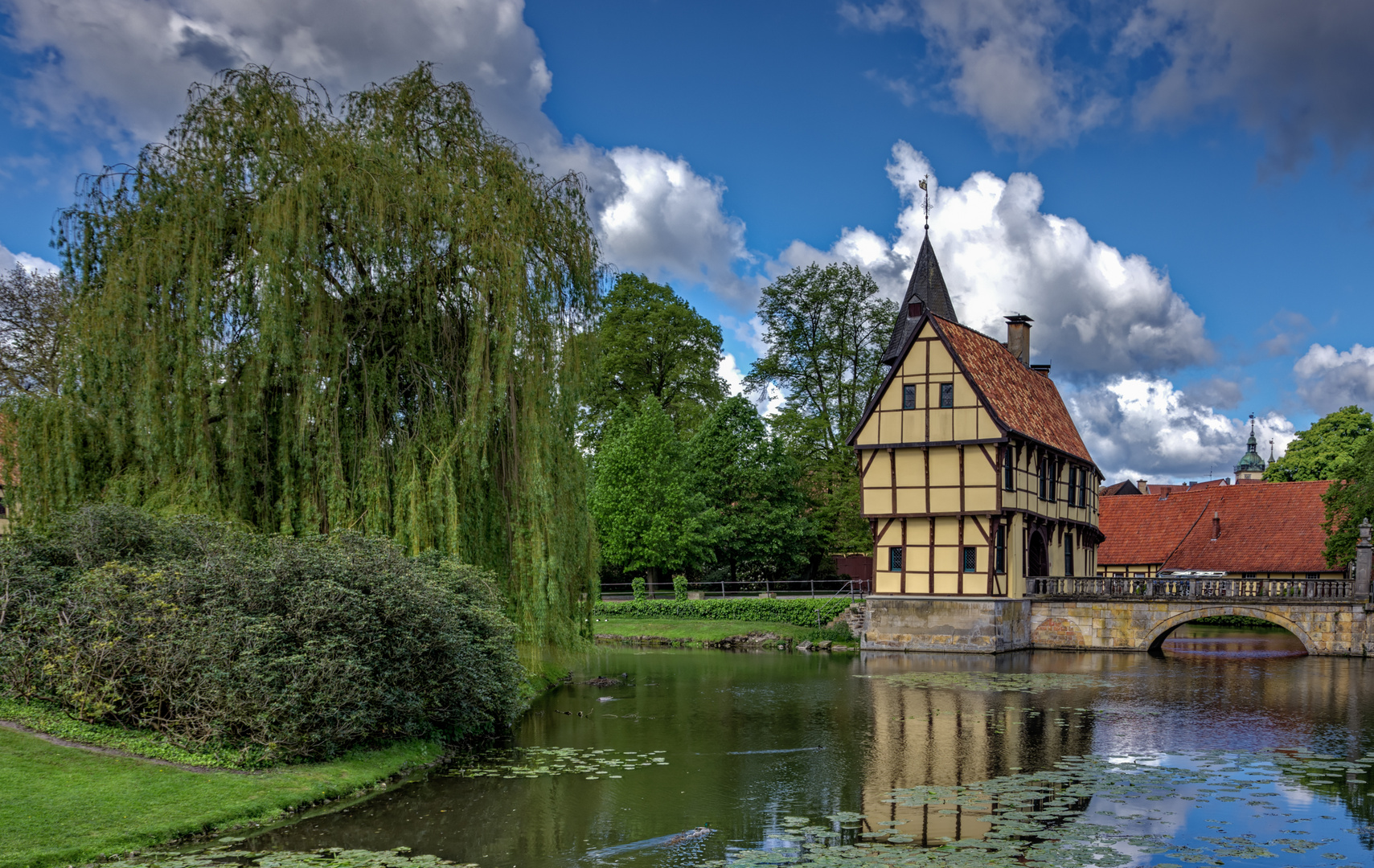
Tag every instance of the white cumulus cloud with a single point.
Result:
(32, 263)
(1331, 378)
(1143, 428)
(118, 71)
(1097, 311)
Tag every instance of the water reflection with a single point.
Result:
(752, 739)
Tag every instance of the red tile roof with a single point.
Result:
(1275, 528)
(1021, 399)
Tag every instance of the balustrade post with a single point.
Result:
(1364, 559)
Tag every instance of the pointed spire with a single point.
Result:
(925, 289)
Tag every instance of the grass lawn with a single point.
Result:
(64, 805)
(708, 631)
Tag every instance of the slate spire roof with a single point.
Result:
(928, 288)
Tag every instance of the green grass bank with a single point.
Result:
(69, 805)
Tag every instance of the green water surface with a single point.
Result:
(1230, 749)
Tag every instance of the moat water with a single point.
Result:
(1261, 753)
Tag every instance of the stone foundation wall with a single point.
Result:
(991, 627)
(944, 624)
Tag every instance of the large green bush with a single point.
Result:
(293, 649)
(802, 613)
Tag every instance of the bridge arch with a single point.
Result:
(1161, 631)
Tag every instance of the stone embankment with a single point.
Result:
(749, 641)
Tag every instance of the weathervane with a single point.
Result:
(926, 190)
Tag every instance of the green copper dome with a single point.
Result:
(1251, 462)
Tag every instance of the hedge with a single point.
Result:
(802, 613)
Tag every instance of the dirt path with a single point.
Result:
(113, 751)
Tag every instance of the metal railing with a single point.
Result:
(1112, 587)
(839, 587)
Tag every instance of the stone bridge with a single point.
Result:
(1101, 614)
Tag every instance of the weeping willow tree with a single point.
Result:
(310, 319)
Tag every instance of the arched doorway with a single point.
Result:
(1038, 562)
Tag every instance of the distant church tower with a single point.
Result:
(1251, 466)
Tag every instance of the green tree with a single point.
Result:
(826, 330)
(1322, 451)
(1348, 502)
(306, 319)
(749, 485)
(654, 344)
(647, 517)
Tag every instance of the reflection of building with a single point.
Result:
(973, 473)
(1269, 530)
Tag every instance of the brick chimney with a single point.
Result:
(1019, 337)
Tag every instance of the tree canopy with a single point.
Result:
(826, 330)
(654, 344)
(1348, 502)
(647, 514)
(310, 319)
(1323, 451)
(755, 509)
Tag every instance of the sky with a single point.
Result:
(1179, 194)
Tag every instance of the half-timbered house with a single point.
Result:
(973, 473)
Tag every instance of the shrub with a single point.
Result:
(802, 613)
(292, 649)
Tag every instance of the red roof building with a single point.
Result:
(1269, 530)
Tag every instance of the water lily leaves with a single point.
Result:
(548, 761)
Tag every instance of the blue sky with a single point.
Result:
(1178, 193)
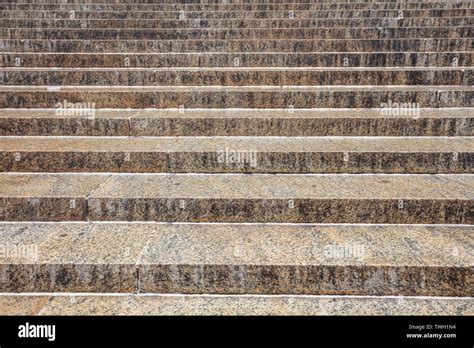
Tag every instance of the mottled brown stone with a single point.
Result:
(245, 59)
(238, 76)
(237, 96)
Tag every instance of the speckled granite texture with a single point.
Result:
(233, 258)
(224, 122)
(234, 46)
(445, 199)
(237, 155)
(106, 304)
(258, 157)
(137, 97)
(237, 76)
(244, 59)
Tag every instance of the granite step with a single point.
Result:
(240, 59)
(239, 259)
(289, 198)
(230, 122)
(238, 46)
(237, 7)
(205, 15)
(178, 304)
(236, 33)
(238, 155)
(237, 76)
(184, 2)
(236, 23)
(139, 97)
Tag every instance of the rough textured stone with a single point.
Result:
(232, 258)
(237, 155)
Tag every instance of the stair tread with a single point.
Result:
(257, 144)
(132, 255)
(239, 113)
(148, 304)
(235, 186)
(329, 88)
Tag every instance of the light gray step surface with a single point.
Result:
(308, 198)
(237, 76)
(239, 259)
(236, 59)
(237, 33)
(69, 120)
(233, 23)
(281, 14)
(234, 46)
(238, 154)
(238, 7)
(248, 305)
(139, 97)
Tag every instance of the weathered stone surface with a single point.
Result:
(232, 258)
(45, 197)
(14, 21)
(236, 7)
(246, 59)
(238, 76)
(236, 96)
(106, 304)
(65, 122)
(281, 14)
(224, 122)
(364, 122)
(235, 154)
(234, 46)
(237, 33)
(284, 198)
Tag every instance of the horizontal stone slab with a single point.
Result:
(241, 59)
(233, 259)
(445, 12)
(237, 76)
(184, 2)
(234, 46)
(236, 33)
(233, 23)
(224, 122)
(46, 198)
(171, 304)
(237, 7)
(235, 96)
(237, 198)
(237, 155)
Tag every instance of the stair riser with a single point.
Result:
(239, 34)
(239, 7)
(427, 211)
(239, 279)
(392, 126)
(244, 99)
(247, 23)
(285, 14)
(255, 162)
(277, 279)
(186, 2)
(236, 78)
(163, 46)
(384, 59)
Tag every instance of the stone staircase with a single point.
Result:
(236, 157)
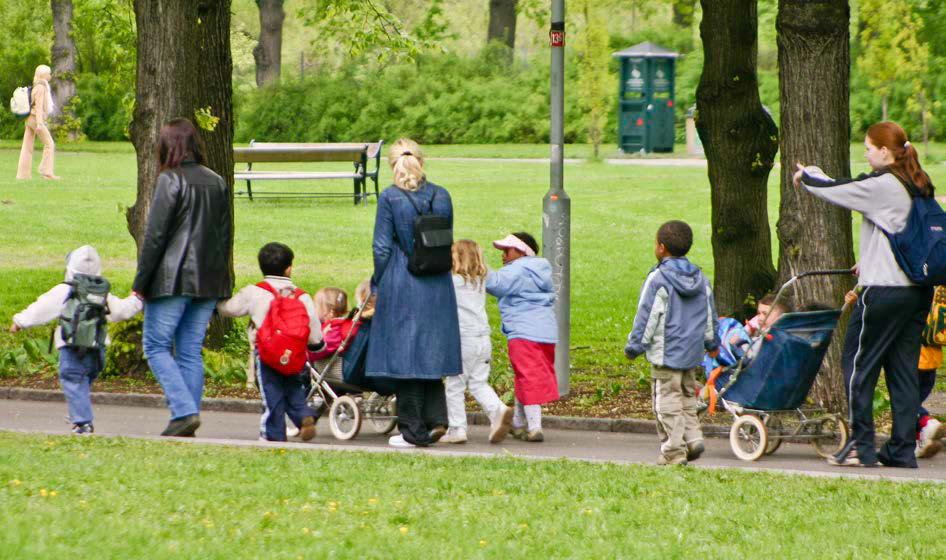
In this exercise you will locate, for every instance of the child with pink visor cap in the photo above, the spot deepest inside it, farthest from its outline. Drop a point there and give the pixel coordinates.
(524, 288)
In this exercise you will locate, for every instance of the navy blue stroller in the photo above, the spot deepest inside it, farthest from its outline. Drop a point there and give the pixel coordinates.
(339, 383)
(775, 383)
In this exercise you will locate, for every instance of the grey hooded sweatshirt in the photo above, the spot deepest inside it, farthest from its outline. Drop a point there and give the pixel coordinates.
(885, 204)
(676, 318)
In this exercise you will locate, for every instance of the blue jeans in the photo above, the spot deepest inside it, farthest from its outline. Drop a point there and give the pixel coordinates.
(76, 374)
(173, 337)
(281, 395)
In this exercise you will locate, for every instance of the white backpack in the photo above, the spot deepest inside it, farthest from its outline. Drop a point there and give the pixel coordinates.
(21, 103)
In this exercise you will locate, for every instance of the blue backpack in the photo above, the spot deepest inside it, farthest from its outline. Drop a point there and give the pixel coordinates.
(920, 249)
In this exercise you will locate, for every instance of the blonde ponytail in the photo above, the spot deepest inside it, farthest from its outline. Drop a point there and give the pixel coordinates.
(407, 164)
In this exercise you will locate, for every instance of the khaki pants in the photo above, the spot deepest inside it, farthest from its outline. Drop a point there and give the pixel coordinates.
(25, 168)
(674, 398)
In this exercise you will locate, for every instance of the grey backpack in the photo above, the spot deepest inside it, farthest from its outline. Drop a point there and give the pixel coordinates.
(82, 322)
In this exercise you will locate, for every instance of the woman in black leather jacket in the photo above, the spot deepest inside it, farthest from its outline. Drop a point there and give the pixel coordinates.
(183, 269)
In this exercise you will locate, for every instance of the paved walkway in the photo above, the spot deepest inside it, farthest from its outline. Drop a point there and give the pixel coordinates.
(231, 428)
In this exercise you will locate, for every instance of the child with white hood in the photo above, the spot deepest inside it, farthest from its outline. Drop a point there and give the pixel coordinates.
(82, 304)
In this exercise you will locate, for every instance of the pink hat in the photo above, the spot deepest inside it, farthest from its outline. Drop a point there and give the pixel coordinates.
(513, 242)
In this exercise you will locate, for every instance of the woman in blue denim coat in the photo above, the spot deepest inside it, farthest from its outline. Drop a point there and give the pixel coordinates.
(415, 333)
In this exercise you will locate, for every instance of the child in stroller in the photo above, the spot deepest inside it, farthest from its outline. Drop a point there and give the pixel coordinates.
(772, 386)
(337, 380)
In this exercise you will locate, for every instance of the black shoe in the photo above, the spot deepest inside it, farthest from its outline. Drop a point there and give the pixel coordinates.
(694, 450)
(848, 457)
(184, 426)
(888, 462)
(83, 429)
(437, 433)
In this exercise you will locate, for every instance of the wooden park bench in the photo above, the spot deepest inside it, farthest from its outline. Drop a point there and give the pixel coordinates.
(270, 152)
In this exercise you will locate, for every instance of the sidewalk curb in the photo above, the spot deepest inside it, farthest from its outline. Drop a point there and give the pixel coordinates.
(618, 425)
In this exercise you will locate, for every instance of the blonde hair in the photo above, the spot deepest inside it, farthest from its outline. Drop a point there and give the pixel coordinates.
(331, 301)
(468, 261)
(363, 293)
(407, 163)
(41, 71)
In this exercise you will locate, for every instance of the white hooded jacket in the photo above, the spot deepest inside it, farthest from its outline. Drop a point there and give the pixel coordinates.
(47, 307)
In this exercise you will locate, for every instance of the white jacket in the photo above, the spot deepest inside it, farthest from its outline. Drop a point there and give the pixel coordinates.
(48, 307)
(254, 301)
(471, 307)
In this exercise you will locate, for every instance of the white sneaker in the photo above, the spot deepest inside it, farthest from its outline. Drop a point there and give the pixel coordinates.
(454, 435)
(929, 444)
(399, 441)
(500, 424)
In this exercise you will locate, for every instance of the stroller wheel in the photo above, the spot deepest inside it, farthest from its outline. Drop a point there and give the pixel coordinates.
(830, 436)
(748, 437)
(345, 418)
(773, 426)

→ **DIRECTIONS FOR THIS TASK**
Which lines of the listing contain the string "roof"? Copy every one of them.

→ **SOLUTION FOR THIS TASK**
Tag every instance of the red tile roof with a single point.
Tag every instance of the slate spire roof with a single point.
Tag every instance of the red roof building with a single point.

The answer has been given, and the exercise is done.